### Entries shown
◇ ◇ ◇
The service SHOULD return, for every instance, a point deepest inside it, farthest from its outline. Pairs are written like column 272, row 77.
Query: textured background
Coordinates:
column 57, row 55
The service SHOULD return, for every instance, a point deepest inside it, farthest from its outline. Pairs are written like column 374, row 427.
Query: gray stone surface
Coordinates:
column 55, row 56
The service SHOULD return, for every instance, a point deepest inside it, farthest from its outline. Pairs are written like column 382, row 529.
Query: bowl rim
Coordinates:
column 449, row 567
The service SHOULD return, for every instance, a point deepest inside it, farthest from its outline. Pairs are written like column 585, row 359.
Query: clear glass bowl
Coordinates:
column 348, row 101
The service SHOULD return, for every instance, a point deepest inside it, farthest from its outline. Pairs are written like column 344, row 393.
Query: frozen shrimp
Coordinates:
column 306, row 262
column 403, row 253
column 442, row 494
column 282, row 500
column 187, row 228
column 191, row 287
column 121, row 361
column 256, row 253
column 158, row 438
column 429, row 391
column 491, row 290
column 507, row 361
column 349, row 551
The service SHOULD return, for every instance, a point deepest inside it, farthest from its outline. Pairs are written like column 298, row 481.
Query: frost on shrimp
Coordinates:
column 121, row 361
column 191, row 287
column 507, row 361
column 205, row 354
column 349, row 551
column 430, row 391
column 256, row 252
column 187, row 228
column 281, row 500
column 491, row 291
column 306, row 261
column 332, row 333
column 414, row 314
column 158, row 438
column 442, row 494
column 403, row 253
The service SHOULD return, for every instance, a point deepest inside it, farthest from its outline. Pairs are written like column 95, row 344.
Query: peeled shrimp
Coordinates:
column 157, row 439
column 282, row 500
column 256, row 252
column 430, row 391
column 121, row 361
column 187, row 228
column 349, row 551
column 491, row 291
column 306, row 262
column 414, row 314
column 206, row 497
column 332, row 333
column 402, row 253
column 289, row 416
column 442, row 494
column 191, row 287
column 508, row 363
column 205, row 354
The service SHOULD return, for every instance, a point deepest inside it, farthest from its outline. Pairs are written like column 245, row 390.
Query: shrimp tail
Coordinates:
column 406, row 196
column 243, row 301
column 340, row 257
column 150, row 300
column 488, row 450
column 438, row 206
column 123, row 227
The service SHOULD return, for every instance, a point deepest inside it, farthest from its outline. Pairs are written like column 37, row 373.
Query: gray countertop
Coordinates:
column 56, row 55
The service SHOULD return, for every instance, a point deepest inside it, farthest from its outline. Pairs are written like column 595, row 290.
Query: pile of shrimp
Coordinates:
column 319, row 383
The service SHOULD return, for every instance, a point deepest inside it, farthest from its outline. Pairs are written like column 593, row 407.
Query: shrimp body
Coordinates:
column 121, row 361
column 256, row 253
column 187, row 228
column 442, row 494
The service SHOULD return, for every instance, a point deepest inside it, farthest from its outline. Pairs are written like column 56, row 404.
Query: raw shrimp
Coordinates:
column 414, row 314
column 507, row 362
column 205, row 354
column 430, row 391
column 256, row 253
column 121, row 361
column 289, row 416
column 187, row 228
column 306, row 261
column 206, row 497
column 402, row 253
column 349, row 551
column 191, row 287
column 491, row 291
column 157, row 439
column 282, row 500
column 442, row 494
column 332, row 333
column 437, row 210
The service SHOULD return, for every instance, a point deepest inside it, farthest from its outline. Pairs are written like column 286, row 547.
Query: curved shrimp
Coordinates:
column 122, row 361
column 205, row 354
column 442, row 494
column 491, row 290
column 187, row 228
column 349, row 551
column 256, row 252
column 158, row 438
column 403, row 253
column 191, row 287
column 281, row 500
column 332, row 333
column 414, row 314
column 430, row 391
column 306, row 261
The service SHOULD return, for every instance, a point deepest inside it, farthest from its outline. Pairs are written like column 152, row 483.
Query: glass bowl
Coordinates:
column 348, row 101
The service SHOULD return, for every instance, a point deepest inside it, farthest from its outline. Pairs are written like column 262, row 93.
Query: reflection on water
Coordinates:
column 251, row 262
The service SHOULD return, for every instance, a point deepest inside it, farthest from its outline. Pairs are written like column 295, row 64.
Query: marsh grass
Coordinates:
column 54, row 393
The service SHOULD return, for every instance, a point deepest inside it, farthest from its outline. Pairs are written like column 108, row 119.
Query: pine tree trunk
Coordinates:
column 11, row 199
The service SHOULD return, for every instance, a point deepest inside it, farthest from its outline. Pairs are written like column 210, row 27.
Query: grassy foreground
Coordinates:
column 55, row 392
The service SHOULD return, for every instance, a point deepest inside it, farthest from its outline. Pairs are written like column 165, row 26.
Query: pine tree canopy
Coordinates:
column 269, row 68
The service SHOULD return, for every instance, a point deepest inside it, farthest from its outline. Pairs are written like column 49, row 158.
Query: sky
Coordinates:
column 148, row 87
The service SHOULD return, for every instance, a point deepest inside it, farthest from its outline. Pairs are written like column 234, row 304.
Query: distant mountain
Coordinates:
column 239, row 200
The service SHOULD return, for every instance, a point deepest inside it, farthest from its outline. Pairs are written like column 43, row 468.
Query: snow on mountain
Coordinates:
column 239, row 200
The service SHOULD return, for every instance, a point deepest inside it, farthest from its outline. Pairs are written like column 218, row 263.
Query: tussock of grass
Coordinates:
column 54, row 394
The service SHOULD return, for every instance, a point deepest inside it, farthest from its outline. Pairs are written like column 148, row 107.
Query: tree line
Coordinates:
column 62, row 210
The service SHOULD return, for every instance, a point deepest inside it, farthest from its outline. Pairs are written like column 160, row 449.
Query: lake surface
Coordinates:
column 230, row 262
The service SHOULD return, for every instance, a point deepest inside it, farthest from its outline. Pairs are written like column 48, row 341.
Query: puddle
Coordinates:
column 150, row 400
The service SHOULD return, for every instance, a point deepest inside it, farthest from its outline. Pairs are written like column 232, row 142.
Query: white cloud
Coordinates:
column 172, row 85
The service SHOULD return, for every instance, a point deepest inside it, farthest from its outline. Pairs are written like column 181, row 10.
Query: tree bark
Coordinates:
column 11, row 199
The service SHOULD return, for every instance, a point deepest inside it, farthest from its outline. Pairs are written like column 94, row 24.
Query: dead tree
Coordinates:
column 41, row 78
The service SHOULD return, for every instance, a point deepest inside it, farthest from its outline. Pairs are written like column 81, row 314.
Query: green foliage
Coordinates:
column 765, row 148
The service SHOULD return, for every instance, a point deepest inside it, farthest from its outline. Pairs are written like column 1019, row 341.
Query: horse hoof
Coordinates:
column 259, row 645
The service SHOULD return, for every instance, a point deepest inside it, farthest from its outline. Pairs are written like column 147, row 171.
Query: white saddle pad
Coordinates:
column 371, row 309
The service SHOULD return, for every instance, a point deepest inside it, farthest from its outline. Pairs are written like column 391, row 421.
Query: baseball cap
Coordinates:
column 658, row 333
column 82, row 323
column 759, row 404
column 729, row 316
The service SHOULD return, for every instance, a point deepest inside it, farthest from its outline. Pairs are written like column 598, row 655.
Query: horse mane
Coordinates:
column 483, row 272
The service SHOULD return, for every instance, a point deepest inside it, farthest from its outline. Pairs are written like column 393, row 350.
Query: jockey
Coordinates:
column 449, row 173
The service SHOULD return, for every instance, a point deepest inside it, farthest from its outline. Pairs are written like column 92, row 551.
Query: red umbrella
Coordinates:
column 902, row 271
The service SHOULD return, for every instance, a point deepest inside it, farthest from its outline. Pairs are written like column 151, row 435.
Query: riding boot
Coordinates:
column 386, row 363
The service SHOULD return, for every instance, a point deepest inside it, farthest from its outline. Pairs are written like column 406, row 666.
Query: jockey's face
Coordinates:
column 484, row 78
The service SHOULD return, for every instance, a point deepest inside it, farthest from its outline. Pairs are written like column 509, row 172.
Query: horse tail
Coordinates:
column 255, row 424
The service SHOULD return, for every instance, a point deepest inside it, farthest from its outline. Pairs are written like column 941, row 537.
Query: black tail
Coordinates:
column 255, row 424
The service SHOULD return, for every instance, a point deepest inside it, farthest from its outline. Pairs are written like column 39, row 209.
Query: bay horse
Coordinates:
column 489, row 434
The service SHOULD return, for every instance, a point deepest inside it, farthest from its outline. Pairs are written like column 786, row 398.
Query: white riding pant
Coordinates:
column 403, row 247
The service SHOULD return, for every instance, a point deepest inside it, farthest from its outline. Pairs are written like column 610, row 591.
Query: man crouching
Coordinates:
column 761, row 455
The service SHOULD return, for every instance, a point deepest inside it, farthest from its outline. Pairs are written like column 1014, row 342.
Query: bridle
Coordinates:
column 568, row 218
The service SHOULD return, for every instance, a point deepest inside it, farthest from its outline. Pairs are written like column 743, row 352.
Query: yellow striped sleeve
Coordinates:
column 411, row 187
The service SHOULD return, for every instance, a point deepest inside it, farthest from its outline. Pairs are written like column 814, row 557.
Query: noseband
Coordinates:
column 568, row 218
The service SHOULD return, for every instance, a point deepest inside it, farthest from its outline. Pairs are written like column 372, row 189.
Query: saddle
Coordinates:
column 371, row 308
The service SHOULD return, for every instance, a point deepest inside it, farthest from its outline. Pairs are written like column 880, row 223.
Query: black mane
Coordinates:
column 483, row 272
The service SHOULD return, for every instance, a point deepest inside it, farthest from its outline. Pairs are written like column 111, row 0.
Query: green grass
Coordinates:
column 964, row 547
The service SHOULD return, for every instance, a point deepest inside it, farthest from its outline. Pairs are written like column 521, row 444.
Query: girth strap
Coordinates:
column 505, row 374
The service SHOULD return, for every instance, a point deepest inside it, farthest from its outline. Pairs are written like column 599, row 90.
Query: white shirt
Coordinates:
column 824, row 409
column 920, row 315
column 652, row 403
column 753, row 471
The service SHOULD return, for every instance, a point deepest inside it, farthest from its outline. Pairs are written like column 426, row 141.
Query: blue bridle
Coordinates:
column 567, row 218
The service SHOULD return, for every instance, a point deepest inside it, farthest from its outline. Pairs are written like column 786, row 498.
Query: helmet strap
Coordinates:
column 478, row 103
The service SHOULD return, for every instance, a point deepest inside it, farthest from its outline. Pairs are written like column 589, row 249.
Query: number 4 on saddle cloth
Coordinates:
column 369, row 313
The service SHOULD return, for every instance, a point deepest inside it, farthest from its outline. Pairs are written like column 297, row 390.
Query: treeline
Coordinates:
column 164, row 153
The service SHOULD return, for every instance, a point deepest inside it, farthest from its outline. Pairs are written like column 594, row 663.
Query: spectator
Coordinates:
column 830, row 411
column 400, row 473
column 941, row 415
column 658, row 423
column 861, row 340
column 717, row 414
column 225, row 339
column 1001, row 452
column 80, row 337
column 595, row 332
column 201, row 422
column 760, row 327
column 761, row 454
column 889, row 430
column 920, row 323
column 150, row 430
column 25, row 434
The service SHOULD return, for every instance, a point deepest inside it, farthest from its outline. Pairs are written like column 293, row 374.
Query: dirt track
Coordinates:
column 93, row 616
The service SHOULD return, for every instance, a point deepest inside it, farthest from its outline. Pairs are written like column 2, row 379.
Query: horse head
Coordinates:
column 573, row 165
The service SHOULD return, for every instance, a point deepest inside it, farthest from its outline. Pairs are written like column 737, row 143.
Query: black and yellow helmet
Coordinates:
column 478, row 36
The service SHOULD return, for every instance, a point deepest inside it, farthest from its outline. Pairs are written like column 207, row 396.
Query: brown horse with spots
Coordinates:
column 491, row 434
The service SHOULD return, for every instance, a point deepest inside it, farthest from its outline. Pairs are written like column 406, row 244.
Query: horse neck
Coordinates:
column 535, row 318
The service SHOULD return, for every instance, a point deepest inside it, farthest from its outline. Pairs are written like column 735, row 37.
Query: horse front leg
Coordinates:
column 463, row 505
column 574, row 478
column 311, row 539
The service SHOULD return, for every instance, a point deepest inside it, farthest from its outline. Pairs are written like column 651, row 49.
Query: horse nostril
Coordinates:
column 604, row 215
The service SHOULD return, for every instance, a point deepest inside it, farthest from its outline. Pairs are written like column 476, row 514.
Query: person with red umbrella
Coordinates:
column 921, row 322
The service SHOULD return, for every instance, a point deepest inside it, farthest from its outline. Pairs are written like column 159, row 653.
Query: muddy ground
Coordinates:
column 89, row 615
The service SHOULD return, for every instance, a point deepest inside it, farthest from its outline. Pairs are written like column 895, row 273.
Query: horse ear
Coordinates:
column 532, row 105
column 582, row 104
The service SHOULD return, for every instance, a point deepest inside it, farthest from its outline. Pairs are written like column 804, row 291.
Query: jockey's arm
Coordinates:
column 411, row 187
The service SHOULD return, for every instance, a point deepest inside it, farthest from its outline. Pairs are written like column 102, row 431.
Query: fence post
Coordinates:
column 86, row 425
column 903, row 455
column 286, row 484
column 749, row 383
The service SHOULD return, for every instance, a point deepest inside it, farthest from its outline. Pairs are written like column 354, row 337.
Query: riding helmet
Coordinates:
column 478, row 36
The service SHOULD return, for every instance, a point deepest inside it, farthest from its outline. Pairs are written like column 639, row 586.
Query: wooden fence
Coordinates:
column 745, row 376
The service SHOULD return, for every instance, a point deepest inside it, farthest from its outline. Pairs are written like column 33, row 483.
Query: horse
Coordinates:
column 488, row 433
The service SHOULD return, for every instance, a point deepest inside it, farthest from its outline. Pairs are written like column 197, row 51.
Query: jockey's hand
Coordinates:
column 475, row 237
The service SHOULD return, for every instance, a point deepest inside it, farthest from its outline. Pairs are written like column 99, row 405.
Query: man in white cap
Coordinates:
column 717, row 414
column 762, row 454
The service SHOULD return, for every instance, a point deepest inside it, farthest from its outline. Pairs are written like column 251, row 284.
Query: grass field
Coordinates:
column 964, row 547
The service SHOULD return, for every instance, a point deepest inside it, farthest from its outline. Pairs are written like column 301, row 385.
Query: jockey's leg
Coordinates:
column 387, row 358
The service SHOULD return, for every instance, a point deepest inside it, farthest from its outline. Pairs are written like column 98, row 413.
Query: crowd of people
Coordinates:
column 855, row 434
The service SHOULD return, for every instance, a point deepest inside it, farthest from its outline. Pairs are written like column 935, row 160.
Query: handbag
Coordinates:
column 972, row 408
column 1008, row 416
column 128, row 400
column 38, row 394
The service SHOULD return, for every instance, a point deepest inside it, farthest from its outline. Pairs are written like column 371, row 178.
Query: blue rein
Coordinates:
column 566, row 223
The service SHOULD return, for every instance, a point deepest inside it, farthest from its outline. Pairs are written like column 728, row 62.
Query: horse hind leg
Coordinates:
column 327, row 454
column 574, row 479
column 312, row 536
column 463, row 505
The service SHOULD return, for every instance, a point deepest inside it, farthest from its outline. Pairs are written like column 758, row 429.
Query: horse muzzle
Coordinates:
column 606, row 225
◇ ◇ ◇
### What is expected
Across the records above, show each line containing the word "yellow".

### Solution to the problem
Query: yellow striped sleeve
Query: black and yellow helmet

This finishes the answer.